# INFORMATION
*-*-*

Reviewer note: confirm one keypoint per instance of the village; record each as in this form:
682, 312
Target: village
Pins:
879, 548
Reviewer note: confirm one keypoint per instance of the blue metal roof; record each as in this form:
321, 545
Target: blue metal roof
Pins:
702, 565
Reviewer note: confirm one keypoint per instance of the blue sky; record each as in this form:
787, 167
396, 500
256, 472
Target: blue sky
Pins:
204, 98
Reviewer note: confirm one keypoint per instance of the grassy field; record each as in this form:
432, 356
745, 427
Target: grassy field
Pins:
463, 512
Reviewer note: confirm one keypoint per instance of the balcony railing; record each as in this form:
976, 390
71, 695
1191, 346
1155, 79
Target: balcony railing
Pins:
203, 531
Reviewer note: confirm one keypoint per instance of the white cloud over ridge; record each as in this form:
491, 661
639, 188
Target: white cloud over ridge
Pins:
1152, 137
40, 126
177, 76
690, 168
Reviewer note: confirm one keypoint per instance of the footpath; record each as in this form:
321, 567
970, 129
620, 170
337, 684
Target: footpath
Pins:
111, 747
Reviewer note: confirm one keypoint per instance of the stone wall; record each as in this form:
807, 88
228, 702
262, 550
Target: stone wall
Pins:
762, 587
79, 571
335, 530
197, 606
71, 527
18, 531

*-*-*

# TASK TO COMPLETE
In the entries above, identify every line with the word "blue". Copy those lines.

# OUTPUT OF THE TASK
Reviewer note: confirm one keypoint per instance of the blue metal roof; record each as in this form:
Target: blue metal roof
Reviewer note: confirm one keypoint per instance of the blue sky; record each as in this form:
Target: blue sky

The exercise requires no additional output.